§ **Your goal**:
Carry on the news article about Tehran's Jewish community leaders joining an anti-Israel conference, picking up after its last sentence.

§ **Excerpt**:
--------------------------------

The leadership of Tehran’s tiny Jewish community announced its participation in a Tuesday conference, attacking the Jewish state and promoting the Palestinian movement in Gaza.
One prominent Iran expert, Beni Sabti, told the Jerusalem Post that Iranian Jewish leaders “do not have to make these types of gestures to the Iranian regime and the Palestinians. Rabbi Hamami-Lalehzar is a very anti-Zionist figure.”
Rabbi Younes Hamami-Lalehzar is the anti-Israel leader of the Iranian Jewish community.
Iranian-Jews distance themselves from Israel
Sabti, an expert on the Islamic Republic of Iran from the Institute for National Security Studies, continued about Iran’s Jewish leadership that “Most of the community do not agree with them. This is a very dangerous thing that the leaders are hand in hand with the regime.” Sabti monitors the regime’s exploitation of the Jewish community in Iran.
According to Sabti, the participation of Iranian Jews at the event is “really Stockholm Syndrome.” He said that “Like other cases they have to show that they love to be hostages and to show their loyalty by cooperating with the regime.” Stockholm Syndrome is a condition in which an intense emotional bond develops between hostages and the kidnappers.
Sabti, a Tehran-born Jew who speaks fluent Persian, added that the Iranian Jews also “want to show they are more Iranian than Jews.”
The anti-Israel event was held at the Research Institute for Islamic Culture and Thought, a deeply anti-Western organization that is supported by the Supreme Leader of the Islamic Republic of Iran. Ayatollah Ali Akbar Rashad, who is from the institute, spoke at the event.
Akbar Rashad said the issue of Palestine is not a regional issue, but a global issue, according to the Telegraph page of the Jewish community. The self-proclaimed anti-Zionist Rabbi Younes Hamami-Lalehzar condemned in his speech the killing of the people of Gaza, according to the Telegram post.

--------------------------------

§ **Material provided**:
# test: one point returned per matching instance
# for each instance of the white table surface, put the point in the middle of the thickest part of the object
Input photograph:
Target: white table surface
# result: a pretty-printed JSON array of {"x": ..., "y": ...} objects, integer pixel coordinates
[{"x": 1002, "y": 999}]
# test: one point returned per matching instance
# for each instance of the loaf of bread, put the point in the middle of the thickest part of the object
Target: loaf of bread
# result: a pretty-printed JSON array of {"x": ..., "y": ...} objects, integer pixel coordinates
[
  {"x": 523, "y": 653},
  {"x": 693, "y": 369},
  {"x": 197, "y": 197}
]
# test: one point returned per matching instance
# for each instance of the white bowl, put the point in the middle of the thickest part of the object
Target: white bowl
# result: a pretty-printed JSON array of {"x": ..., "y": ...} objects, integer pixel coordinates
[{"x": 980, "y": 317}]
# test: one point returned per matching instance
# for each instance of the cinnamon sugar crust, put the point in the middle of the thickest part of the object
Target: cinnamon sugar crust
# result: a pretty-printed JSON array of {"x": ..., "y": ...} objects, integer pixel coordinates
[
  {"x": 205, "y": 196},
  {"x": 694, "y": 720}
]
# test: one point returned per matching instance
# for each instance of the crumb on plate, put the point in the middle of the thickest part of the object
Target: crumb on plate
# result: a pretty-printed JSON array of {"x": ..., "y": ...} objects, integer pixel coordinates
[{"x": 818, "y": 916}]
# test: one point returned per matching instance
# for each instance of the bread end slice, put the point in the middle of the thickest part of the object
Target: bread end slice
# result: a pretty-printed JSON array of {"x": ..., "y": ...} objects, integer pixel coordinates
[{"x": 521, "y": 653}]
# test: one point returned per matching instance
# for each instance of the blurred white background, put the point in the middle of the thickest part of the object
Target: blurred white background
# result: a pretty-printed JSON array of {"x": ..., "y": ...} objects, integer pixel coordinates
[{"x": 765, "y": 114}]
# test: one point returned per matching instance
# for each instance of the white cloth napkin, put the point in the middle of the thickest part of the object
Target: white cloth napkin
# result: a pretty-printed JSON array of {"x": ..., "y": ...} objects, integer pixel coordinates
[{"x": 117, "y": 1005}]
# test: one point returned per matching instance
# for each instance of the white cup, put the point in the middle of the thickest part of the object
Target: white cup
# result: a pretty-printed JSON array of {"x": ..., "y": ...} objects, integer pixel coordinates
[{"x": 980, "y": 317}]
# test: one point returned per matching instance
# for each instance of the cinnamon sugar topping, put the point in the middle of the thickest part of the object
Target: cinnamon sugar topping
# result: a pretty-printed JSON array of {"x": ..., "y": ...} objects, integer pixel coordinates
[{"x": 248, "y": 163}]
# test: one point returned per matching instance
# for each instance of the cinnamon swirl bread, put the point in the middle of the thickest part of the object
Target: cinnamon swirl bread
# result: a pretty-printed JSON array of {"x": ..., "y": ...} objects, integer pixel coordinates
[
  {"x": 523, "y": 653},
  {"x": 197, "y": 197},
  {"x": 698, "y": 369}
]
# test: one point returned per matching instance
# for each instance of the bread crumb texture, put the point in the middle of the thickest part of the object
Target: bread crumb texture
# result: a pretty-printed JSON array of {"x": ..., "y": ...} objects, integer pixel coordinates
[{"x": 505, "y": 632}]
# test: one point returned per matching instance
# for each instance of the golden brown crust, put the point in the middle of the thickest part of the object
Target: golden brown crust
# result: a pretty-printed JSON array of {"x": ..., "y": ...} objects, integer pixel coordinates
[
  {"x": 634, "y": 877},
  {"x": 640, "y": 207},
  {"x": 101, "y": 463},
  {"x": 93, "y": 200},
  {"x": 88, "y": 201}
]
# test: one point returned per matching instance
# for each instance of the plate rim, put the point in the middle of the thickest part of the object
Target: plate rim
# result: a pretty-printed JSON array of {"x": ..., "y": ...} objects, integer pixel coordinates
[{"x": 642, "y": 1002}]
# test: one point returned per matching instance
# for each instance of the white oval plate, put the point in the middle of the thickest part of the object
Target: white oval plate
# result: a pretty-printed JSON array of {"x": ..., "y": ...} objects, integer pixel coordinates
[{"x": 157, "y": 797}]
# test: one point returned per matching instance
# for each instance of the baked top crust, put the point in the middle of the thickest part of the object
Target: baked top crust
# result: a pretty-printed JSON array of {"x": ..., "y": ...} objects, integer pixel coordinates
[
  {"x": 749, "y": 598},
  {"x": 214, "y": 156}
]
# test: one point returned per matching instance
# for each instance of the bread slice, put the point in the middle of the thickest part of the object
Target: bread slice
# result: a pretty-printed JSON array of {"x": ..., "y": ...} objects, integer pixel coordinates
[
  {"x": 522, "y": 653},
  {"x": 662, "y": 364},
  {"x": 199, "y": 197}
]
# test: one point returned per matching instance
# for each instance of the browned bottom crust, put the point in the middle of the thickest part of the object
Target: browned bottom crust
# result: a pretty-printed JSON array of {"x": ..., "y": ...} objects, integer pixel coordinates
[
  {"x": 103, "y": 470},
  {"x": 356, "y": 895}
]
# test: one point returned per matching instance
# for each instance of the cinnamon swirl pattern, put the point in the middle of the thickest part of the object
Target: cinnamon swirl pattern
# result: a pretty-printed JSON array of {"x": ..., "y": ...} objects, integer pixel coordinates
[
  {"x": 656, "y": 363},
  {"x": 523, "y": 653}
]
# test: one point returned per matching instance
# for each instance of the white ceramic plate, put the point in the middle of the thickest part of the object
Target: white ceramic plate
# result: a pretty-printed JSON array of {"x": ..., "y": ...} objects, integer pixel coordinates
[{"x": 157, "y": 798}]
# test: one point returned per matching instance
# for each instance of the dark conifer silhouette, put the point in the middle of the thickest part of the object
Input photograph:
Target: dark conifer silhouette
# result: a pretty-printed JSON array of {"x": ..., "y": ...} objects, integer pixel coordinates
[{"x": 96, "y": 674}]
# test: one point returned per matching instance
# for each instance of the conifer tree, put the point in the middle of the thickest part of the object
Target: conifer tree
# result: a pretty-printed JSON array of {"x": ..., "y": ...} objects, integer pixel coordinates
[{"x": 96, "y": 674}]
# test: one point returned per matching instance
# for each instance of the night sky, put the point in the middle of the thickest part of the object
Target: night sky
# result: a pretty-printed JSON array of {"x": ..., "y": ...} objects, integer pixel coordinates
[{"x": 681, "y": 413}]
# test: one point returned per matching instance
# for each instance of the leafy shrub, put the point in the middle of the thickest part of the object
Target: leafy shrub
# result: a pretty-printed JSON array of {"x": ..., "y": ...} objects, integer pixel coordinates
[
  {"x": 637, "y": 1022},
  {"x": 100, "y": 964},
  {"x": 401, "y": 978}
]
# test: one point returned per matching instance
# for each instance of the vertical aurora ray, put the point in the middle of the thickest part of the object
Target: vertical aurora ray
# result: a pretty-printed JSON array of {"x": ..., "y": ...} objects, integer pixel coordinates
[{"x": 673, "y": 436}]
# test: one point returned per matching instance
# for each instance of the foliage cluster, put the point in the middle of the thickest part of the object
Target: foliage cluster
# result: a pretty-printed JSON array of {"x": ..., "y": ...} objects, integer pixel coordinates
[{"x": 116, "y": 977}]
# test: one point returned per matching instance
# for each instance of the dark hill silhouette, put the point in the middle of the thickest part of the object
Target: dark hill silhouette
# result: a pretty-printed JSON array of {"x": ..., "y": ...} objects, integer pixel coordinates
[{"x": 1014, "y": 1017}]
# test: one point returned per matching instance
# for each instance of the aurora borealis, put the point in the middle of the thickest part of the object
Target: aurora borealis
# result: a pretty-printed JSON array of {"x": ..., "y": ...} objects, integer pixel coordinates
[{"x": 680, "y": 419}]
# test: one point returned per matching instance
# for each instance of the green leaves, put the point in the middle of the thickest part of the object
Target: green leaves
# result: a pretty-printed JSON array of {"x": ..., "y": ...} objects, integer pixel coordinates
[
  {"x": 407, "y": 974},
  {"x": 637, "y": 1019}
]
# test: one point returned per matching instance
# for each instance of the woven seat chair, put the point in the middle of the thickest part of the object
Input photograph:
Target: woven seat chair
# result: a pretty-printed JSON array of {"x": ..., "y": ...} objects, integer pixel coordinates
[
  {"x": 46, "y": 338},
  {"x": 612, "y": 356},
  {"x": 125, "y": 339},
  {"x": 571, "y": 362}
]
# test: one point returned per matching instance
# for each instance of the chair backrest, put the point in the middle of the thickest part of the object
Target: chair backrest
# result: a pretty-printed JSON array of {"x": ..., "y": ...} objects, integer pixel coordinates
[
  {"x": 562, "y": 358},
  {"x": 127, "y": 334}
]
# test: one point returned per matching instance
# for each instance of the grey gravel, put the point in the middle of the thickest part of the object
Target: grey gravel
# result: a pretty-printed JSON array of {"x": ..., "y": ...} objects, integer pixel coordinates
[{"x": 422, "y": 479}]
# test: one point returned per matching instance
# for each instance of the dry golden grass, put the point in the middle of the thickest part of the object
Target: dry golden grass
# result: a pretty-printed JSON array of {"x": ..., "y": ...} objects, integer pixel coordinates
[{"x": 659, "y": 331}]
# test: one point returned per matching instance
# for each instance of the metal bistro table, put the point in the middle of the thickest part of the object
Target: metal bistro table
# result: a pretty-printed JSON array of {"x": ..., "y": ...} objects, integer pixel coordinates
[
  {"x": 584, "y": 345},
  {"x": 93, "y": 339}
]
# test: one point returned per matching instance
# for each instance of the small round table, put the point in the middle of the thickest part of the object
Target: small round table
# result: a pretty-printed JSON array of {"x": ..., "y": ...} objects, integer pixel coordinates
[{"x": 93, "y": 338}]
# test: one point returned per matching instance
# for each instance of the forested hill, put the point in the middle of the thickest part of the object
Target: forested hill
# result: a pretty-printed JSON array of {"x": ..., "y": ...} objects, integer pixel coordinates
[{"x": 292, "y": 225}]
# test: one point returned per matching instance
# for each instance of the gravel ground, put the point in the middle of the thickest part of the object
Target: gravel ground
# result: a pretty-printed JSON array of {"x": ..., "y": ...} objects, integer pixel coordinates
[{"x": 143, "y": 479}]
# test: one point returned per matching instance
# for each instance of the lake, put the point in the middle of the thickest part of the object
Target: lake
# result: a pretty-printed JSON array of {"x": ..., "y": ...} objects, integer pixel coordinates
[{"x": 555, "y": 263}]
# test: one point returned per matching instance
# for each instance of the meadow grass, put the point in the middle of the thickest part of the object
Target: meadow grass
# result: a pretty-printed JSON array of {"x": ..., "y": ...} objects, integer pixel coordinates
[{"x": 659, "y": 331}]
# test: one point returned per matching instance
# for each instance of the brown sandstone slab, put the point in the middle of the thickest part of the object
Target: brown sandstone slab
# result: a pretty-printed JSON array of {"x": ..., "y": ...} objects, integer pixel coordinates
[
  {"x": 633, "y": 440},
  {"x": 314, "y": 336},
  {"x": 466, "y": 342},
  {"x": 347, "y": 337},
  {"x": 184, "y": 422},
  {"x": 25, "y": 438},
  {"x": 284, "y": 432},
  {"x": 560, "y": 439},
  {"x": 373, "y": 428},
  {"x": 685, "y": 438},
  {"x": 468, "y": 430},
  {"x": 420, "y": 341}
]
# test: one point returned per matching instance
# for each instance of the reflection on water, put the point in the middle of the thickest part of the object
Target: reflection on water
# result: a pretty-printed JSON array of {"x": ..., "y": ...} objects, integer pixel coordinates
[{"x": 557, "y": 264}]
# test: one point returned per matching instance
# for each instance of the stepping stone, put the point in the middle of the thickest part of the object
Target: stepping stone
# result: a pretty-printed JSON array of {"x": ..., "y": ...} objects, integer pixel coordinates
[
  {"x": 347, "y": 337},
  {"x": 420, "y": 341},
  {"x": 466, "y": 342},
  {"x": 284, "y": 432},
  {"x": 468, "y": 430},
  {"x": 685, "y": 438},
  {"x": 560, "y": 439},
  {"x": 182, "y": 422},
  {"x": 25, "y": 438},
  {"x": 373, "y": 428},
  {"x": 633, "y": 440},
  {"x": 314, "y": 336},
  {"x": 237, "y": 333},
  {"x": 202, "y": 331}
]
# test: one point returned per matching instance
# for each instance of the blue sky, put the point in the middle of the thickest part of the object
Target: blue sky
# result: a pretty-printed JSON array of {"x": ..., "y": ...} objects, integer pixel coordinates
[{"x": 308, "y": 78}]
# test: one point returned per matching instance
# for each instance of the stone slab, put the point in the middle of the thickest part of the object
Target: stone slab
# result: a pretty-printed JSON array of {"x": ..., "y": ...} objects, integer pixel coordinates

--------------------------------

§ **Result for this exercise**:
Hamami-Lalehzar, who is also a medical doctor, emphasized the separation of Judaism from Zionism. The Islamic Republic of Iran codified the fiction that Judaism is separate from Zionism, according to experts. Sabti fired back that “this new kind of Judaism in Iran is a dangerous thing.”
Alireza Nader, a Washington D.C.-based expert on minorities in the Islamic Republic, told the Post that “What choice do the Jews in Iran have but to do as the regime dictates? The small community is highly vulnerable to regime pressure.”
There are roughly 9,000 Jews left in Iran from a population of nearly 90 million people, according to one estimate. The Iranian-American journalist , Karmel Melamed, who is an expert on Persian Jews, estimates the number of Iranian Jews between 5,000 and 8,000. The flourishing Iranian Jewish community once numbered 80,000 prior to the Islamic Revolution. Most Iranian Jews fled Iran after the 1979 revolution.
Nader said “Iranian Jews played a big role in the development of modern Iran. Their expulsion from their homeland after the 1979 Islamic revolution was a big loss for all Iranians. Hopefully all Iranian Jews will be able to return to Iran one day again soon.”